■ EXERCISE REQUIREMENTS ■
Which lines of the entries below run from the one holding "Target: forest in background" to the one holding "Target: snow-covered field", inclusive? Set down exactly those lines and no others.

=== Begin Enclosure ===

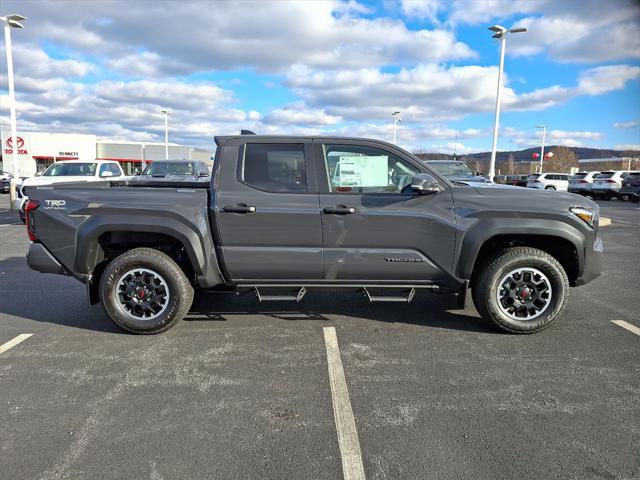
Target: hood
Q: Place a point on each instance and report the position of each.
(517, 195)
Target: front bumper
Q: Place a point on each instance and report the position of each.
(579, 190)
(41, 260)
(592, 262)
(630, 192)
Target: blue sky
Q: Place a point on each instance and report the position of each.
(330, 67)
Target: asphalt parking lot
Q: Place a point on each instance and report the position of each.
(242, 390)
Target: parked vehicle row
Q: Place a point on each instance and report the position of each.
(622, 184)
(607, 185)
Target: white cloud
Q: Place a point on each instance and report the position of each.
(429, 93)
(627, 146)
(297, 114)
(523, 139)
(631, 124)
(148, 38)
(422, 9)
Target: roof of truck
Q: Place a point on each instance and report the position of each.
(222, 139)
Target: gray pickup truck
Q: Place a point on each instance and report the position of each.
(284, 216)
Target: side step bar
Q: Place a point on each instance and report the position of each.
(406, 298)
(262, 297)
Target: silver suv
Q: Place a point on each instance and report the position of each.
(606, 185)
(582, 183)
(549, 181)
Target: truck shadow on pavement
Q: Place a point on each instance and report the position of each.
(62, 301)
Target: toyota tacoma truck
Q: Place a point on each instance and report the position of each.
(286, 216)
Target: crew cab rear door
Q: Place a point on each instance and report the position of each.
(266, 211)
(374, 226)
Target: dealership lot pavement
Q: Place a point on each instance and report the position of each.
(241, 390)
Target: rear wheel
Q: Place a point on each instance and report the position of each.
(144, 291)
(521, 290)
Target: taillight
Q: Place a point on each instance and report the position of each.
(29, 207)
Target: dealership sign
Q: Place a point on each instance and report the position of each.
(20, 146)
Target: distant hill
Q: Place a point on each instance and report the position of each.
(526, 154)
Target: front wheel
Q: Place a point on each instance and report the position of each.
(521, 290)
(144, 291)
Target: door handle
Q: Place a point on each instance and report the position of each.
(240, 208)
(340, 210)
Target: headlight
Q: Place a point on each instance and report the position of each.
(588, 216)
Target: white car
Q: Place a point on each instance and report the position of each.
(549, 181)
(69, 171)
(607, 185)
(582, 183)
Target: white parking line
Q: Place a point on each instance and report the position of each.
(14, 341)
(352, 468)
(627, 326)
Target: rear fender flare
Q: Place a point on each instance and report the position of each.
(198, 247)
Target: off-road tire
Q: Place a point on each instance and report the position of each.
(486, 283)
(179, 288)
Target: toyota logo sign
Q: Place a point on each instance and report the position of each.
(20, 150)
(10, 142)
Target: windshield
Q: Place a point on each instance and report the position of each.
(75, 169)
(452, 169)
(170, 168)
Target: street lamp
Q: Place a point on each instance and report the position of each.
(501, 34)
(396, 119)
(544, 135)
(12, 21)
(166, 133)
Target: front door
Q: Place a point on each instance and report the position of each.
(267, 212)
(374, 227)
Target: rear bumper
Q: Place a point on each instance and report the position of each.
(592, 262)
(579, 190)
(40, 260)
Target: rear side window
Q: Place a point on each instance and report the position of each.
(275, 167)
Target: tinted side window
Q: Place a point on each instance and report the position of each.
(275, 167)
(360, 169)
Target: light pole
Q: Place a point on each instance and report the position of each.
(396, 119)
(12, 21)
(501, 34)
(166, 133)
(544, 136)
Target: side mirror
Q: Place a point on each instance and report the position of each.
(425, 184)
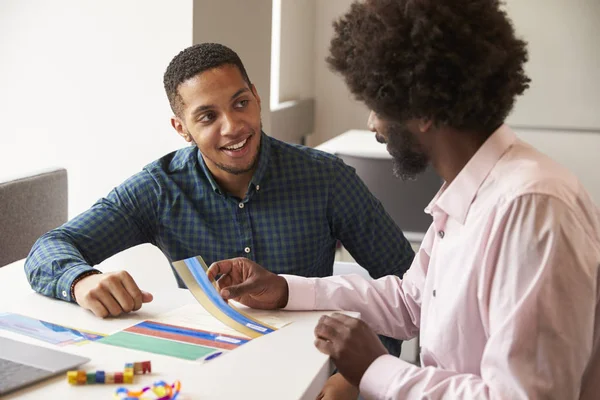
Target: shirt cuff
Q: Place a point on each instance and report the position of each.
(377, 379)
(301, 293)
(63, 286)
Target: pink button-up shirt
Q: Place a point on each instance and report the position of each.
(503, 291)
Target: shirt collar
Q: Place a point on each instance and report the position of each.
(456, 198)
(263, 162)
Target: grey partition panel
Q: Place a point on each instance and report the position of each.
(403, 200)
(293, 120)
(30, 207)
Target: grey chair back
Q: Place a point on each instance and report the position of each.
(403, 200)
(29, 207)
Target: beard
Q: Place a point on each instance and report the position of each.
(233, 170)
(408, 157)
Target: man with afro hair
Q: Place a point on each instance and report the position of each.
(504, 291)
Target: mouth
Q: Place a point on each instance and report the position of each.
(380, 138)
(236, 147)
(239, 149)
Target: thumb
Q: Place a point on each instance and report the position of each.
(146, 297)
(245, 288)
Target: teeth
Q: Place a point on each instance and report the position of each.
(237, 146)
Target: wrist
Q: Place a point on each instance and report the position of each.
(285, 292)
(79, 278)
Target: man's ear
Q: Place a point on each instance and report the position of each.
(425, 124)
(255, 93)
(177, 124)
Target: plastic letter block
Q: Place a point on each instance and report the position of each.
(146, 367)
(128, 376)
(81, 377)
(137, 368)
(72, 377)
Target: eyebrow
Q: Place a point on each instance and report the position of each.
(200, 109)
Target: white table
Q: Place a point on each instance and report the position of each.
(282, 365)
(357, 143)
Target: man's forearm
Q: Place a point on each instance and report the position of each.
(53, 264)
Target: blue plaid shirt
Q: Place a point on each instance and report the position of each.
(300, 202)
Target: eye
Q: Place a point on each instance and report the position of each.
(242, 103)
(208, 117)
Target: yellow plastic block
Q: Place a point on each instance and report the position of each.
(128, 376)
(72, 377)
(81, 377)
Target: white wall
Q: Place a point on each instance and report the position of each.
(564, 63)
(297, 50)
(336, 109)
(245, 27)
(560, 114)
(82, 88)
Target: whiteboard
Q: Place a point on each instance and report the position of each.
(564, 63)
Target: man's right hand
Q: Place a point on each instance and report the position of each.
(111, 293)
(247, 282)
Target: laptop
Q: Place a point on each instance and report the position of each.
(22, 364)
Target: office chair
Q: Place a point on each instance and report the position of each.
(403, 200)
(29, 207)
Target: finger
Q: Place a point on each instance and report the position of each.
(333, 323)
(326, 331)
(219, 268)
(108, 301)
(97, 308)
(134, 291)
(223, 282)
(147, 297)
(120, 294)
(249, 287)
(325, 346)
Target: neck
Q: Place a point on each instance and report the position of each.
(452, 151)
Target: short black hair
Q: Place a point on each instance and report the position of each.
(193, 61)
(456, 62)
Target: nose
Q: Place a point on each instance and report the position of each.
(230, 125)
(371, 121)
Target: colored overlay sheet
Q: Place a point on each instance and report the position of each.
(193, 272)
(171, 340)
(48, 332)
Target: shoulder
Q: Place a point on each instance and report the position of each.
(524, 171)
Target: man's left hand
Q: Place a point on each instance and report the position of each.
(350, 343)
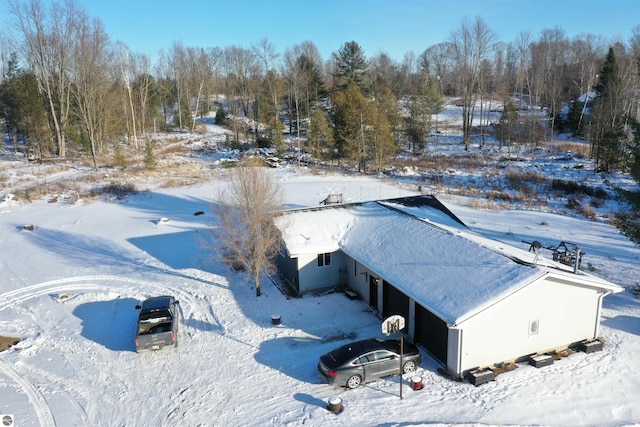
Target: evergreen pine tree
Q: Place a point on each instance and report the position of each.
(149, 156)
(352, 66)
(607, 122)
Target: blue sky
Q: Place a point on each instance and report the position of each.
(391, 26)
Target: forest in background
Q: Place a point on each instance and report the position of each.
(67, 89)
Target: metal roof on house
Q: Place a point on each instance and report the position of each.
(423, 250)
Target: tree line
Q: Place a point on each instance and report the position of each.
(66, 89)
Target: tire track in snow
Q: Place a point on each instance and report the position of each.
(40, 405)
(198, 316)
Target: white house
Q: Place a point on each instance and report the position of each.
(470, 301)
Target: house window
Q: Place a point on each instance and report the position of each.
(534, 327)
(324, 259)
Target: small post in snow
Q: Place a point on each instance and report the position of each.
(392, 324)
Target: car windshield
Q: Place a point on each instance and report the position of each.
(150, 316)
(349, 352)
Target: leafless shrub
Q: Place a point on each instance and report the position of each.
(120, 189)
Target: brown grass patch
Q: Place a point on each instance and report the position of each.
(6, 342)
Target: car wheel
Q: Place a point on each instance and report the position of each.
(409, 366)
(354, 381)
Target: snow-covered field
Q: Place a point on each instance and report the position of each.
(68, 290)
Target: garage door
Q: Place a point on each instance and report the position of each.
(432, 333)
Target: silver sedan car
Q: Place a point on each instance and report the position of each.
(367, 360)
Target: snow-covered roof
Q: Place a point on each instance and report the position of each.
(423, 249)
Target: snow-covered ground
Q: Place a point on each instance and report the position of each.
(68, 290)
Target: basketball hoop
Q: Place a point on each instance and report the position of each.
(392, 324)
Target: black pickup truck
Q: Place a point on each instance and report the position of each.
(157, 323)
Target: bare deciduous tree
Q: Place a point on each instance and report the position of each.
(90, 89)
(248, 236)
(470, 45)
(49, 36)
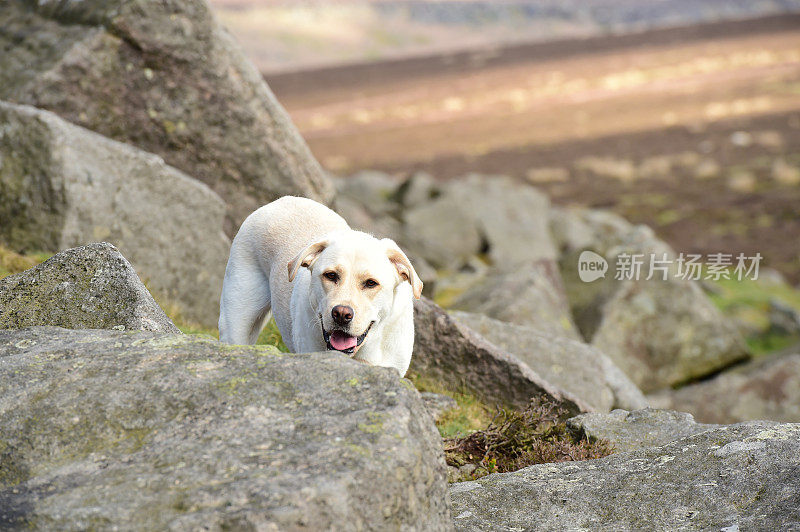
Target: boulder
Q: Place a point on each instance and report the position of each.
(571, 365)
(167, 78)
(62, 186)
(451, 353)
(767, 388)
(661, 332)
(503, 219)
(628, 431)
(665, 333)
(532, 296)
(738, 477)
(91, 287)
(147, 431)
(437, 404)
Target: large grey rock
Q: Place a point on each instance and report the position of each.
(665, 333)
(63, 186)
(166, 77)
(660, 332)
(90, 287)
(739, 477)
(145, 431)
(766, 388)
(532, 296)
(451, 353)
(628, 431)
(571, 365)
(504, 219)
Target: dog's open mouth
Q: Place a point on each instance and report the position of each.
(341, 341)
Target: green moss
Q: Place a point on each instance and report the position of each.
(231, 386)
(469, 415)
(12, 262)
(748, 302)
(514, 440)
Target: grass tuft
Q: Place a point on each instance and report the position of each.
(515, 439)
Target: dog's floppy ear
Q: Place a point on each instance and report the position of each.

=== End Enclosure ===

■ RESULT OF THIS EXERCISE ■
Target: forest in background
Q: Place a point on each instance and report the position of each.
(67, 89)
Target: metal roof on house
Q: Place a point on each instance and report the position of each.
(423, 250)
Target: tree line
Q: Place a point on each instance and report the position of each.
(66, 89)
Target: tire track in snow
Q: Place a point on each instance and report the position of each.
(40, 405)
(198, 316)
Target: white house
Q: Place a point on each instance and report the position of each.
(470, 301)
Target: house window
Q: Place a point on each instance and report the position of each.
(534, 327)
(324, 259)
Target: small post in snow
Q: Place a point on each instance and report the position of each.
(392, 324)
Target: car windshield
Q: Place a point on each instance and report the position of each.
(150, 316)
(349, 352)
Target: leafless shrub
Q: Place a point on each instance and report the position of each.
(120, 189)
Target: brown grass patch
Q: Place a point on each instance and report the position of each.
(6, 342)
Target: car wheel
Q: Place a point on each instance and report the position of each.
(409, 366)
(354, 381)
Target: snow-covered field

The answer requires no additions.